### OBJECTIVE
Please copy the listing below, beginning at its first line and stopping after the line that contains "182;276;640;427", and leave the pictures out of your copy.

### RECORDS PROVIDED
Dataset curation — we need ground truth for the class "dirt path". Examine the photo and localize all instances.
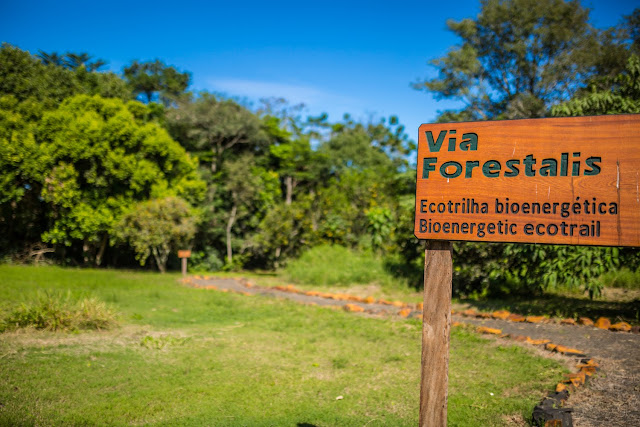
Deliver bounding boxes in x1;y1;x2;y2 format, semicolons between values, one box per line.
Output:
182;276;640;427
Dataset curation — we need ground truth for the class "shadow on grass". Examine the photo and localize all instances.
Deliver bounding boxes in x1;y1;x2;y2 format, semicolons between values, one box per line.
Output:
458;295;640;325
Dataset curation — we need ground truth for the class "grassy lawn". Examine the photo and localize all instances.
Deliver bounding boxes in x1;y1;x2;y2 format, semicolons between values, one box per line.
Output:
0;266;564;426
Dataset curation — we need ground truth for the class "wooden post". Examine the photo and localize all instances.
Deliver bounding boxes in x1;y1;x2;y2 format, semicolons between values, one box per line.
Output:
420;240;453;427
178;249;191;276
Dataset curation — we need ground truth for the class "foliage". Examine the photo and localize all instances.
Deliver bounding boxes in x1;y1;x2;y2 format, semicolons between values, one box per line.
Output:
0;292;117;332
551;55;640;117
124;59;191;105
115;197;197;273
414;0;624;121
0;43;132;109
0;95;205;264
168;93;266;173
598;267;640;289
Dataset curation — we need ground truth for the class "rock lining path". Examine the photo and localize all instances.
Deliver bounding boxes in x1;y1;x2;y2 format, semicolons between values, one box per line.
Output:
186;276;640;427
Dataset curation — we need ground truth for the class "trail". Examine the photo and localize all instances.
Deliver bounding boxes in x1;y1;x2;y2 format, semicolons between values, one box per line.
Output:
186;276;640;427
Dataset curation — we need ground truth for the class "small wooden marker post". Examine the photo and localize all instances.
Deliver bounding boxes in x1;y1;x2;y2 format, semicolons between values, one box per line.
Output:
420;240;453;427
178;249;191;276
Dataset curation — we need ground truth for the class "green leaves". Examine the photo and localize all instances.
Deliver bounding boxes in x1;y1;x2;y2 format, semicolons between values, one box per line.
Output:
114;197;198;273
413;0;611;120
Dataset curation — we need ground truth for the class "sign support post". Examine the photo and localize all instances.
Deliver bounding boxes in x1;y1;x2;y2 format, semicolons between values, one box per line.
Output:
419;240;453;427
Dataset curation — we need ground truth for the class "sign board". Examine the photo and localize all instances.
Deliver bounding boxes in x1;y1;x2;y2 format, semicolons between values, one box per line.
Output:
414;114;640;246
178;250;191;258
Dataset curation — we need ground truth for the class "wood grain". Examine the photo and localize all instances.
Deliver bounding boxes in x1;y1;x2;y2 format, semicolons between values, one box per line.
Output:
420;240;453;427
415;114;640;246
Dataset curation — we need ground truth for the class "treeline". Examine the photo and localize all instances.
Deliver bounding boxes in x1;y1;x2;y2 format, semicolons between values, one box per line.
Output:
0;0;640;294
0;44;415;278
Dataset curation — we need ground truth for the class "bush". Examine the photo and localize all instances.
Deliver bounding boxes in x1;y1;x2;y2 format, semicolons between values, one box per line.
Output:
599;268;640;289
285;245;397;285
0;292;117;332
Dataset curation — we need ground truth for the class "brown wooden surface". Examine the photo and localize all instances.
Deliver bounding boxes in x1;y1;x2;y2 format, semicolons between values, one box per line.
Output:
420;240;453;427
182;257;187;276
415;115;640;246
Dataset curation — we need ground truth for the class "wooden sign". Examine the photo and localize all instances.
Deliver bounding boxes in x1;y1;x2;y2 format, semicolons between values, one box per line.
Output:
414;115;640;246
178;250;191;258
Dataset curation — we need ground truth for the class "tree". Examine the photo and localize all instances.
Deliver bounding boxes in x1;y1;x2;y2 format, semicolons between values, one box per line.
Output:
115;197;198;273
551;55;640;117
221;154;280;266
124;59;191;105
413;0;600;121
167;92;267;174
0;95;205;265
0;43;132;110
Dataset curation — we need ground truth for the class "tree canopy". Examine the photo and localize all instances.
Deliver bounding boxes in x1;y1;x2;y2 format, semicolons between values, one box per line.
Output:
413;0;634;121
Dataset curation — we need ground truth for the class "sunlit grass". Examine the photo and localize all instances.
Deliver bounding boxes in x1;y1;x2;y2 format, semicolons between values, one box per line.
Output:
0;266;563;426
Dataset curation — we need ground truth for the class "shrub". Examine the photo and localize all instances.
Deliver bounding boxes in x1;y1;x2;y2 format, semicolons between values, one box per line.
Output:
0;292;117;332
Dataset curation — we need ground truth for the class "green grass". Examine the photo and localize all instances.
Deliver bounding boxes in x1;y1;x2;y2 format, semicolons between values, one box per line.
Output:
455;295;640;325
0;266;564;426
284;245;405;286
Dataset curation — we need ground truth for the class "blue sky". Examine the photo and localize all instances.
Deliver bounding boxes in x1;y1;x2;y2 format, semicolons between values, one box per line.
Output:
0;0;640;139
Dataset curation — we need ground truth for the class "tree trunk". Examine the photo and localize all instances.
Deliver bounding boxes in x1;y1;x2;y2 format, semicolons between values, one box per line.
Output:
227;203;238;264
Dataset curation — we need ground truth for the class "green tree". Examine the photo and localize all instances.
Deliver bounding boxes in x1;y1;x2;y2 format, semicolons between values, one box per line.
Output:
221;154;280;266
551;55;640;117
0;43;132;110
124;59;191;105
114;197;198;273
413;0;602;121
167;92;268;174
0;95;205;264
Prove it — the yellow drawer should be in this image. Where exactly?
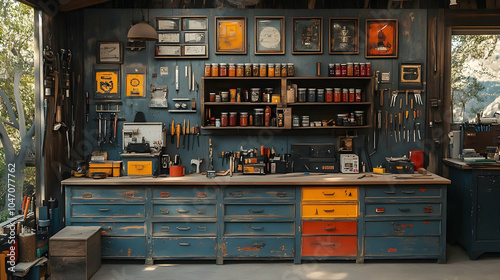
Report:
[127,161,153,175]
[302,187,358,201]
[302,203,358,219]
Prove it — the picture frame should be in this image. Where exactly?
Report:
[215,16,247,54]
[255,16,285,54]
[292,17,323,54]
[328,18,359,54]
[365,19,398,58]
[96,42,123,64]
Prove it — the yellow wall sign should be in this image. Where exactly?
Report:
[125,74,145,97]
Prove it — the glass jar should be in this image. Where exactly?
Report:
[228,63,236,77]
[212,63,219,77]
[240,112,248,126]
[205,63,212,77]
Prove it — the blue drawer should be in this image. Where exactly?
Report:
[153,186,217,200]
[224,204,295,219]
[153,222,217,236]
[222,237,295,258]
[365,220,441,236]
[224,187,295,200]
[153,237,217,258]
[71,204,145,218]
[70,187,146,200]
[71,222,146,236]
[101,237,146,259]
[365,203,441,216]
[365,186,442,198]
[153,204,216,218]
[365,237,442,257]
[224,222,295,235]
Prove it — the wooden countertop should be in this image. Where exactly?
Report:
[62,173,451,187]
[443,158,500,170]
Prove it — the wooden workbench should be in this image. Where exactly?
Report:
[62,173,450,264]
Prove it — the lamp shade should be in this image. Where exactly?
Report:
[127,21,158,41]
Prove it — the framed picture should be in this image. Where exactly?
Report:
[292,17,323,54]
[97,42,123,64]
[328,18,359,54]
[255,16,285,54]
[215,17,247,54]
[365,19,398,58]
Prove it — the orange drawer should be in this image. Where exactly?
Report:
[302,187,358,201]
[302,221,358,235]
[302,236,358,257]
[302,203,358,219]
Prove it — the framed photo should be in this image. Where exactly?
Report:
[97,42,123,64]
[215,17,247,54]
[156,17,180,31]
[184,32,206,44]
[182,17,208,31]
[365,19,398,58]
[328,18,359,54]
[255,16,285,54]
[292,17,323,54]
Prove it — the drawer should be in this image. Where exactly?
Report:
[302,236,358,257]
[302,203,358,219]
[302,221,358,236]
[224,204,295,219]
[365,186,442,198]
[365,220,441,236]
[224,222,295,235]
[302,187,358,201]
[224,187,295,200]
[71,222,146,236]
[71,204,145,218]
[365,237,442,257]
[153,204,216,218]
[152,186,217,200]
[153,237,217,258]
[365,203,441,216]
[222,237,295,258]
[153,222,217,236]
[70,188,146,200]
[101,237,146,259]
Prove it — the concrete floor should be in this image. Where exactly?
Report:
[92,246,500,280]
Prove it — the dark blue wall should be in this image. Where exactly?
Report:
[79,9,427,171]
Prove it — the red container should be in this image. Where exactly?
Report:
[409,150,424,171]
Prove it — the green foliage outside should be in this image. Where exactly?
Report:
[0,0,36,220]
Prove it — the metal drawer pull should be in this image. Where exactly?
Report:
[323,226,337,230]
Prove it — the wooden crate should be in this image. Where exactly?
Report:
[49,226,101,280]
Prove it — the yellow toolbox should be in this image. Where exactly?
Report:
[89,160,123,177]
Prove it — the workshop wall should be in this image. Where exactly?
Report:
[81,9,427,171]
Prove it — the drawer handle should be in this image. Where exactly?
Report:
[251,227,264,230]
[323,226,337,231]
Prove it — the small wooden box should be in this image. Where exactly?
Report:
[49,226,101,280]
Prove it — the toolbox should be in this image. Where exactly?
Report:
[88,160,123,177]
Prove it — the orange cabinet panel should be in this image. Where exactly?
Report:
[302,221,358,235]
[302,236,358,257]
[302,187,358,201]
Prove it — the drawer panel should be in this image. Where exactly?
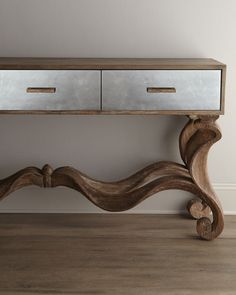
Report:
[0,70,101,111]
[102,70,221,111]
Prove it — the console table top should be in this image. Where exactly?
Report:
[0,57,226,70]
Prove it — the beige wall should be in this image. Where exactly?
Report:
[0,0,236,213]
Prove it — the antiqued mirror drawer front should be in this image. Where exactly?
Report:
[102,70,221,111]
[0,70,101,111]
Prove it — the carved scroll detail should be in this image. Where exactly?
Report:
[180,116,224,240]
[0,116,224,240]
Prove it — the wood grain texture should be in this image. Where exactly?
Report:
[0,116,224,240]
[180,116,224,240]
[0,57,226,70]
[0,214,236,295]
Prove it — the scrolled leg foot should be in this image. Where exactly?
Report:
[187,199,211,219]
[180,116,224,240]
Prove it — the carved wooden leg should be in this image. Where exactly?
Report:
[180,116,224,240]
[186,198,211,219]
[0,116,224,240]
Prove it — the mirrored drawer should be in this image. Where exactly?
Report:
[0,70,101,111]
[102,70,221,110]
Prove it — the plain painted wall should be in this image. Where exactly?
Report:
[0,0,236,213]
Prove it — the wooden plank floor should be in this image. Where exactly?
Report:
[0,214,236,295]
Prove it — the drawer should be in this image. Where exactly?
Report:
[102,70,221,111]
[0,70,101,110]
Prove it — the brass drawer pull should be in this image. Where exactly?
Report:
[26,87,56,93]
[147,87,176,93]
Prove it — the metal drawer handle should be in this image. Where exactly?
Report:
[147,87,176,93]
[26,87,56,93]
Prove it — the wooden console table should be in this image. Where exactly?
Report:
[0,58,226,240]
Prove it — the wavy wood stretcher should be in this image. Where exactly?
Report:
[0,115,224,240]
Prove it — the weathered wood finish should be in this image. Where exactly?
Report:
[0,116,224,240]
[0,57,226,70]
[0,213,236,295]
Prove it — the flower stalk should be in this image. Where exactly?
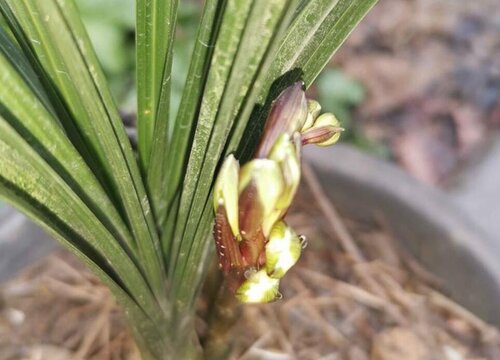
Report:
[214,82,343,303]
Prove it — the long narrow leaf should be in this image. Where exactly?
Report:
[158,0,225,231]
[236,0,377,160]
[0,0,165,301]
[136,0,178,222]
[172,0,287,310]
[169,1,251,286]
[0,117,157,316]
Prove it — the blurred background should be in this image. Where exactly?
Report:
[67,0,500,233]
[0,0,500,359]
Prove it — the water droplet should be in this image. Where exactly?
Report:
[243,268,257,280]
[299,235,307,249]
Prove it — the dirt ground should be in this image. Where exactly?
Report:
[0,167,500,360]
[332,0,500,184]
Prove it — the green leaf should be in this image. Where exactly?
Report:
[136,0,178,219]
[237,0,377,159]
[0,0,165,302]
[158,0,226,246]
[170,0,294,310]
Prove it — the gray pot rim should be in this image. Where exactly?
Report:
[304,145,500,327]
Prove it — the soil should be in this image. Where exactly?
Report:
[332,0,500,185]
[0,167,500,360]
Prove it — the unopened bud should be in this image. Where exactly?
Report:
[236,269,279,304]
[255,82,307,158]
[266,221,302,279]
[300,99,321,131]
[301,113,344,146]
[238,159,285,239]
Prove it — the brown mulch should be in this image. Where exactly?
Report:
[229,168,500,360]
[0,167,500,360]
[333,0,500,185]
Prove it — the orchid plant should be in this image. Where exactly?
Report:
[0,0,376,359]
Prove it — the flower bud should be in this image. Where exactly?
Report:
[236,269,279,304]
[255,82,307,158]
[263,134,301,235]
[238,159,285,239]
[301,113,344,146]
[214,154,240,240]
[300,99,321,131]
[266,221,302,279]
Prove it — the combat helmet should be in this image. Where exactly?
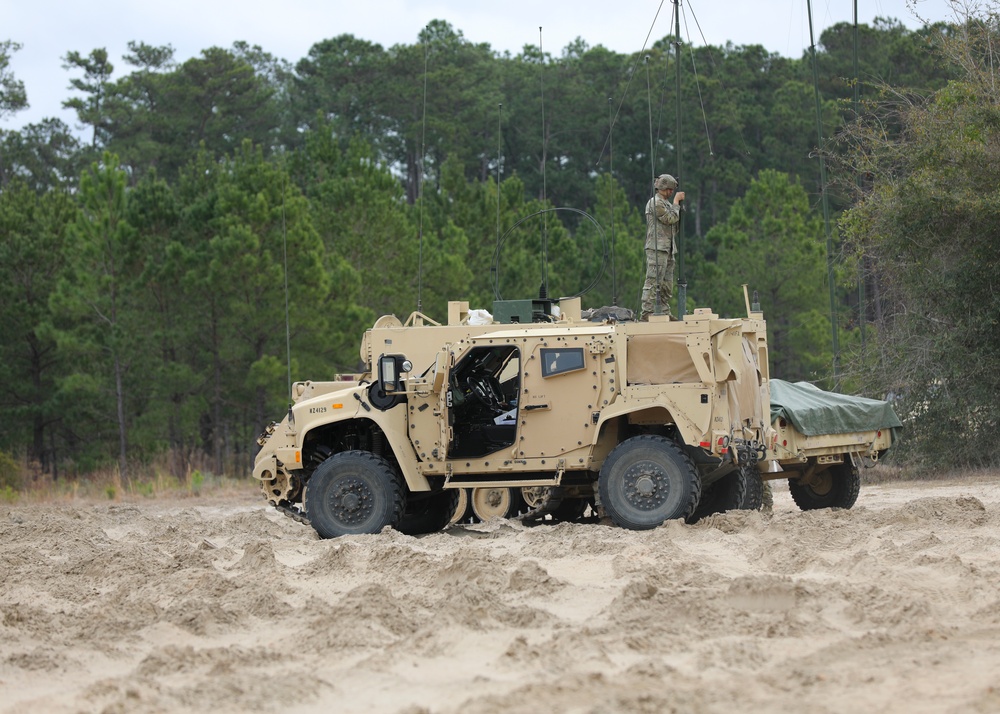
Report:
[653,174,677,191]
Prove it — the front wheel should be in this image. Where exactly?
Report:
[788,461,861,511]
[597,434,701,530]
[306,451,406,538]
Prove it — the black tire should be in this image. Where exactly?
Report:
[740,465,764,511]
[688,469,759,523]
[306,451,406,538]
[396,488,461,535]
[788,461,861,511]
[597,434,701,530]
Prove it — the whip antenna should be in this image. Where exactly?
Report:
[281,173,292,410]
[538,27,549,298]
[608,97,618,305]
[417,34,428,313]
[490,103,503,300]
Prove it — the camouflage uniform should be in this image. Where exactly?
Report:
[639,192,680,320]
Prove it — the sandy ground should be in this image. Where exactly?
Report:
[0,476,1000,714]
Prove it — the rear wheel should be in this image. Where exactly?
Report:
[597,435,701,530]
[306,451,405,538]
[470,487,521,521]
[788,461,861,511]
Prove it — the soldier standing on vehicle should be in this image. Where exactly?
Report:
[639,174,684,320]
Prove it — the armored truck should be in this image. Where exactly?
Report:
[253,298,773,537]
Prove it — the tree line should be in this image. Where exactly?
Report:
[0,11,984,476]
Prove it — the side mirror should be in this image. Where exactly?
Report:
[378,355,413,394]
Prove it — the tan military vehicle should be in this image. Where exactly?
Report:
[253,290,773,537]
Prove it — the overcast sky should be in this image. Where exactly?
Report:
[0,0,953,129]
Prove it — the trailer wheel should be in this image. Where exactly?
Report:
[306,451,405,538]
[597,434,701,530]
[740,465,764,511]
[788,461,861,511]
[448,488,472,525]
[396,488,462,535]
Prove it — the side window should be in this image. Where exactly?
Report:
[540,347,586,377]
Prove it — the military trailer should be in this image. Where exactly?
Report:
[761,378,902,511]
[253,298,772,537]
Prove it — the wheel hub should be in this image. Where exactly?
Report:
[625,462,670,511]
[330,478,373,525]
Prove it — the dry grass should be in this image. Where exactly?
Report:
[0,454,257,503]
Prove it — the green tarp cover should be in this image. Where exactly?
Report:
[771,379,902,436]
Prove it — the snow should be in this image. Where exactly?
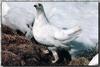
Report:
[1,2,98,59]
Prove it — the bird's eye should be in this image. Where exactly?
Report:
[39,3,41,6]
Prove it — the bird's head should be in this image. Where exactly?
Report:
[34,3,43,11]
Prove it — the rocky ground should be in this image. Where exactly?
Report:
[1,25,89,66]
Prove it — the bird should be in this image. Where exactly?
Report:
[88,54,99,66]
[32,3,81,63]
[2,2,34,39]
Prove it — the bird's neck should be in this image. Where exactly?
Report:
[35,10,48,26]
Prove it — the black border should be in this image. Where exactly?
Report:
[0,0,100,67]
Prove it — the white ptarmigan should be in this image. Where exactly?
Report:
[33,3,81,63]
[88,54,99,66]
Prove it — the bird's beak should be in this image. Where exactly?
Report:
[34,5,37,8]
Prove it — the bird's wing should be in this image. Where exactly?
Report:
[54,26,81,41]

### FULL ANSWER
Dataset curation — we need ground truth for the class "dirt path". Examine the photo and localize all instances.
Deliver bounding boxes in x1;y1;x2;y2 format, semicolons between values, one box per line.
Output:
182;276;640;427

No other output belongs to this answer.